[Start of Attachment]

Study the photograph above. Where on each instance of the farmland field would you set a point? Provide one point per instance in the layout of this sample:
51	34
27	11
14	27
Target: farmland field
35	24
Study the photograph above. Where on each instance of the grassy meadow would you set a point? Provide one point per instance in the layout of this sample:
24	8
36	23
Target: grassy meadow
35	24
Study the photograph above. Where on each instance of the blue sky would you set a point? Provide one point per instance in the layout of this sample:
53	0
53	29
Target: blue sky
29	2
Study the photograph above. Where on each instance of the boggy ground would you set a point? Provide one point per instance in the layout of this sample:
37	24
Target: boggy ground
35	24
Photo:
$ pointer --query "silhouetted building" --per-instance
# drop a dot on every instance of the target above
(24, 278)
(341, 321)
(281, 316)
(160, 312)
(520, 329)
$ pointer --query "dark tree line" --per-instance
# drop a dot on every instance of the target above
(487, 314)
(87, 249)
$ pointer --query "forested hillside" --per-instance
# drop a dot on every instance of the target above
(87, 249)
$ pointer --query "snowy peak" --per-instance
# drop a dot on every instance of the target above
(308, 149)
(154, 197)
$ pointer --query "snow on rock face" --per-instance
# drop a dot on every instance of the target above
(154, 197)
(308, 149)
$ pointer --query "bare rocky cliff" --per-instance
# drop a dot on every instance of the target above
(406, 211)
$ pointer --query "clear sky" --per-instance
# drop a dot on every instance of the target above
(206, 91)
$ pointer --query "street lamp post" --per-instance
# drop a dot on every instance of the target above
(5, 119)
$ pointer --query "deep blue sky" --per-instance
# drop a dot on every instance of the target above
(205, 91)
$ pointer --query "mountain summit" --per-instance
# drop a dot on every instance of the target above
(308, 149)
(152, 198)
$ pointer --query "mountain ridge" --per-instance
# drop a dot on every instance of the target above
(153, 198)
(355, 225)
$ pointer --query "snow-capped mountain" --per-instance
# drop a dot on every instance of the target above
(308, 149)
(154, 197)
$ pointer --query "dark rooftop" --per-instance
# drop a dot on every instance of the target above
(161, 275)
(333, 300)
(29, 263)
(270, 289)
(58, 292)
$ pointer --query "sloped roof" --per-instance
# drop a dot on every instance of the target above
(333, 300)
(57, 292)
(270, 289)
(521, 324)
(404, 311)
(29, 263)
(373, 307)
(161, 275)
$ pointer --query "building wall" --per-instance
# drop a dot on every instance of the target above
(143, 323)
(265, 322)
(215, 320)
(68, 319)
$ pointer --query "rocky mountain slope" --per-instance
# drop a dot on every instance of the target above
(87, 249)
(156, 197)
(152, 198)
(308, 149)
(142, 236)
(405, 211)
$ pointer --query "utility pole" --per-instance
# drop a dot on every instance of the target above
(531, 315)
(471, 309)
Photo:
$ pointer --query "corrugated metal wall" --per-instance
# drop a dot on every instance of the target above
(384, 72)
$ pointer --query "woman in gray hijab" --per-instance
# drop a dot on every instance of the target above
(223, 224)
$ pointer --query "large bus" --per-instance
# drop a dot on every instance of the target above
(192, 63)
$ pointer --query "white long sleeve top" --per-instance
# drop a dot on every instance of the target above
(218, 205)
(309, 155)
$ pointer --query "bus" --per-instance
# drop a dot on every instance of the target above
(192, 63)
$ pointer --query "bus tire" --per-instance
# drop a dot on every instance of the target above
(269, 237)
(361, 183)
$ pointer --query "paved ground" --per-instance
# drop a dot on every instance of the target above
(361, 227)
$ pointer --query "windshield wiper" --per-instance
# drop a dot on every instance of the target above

[End of Attachment]

### Your objective
Looking at the material above, count the lines that carry the word "dark" and answer with the count alone.

### Solved exercise
2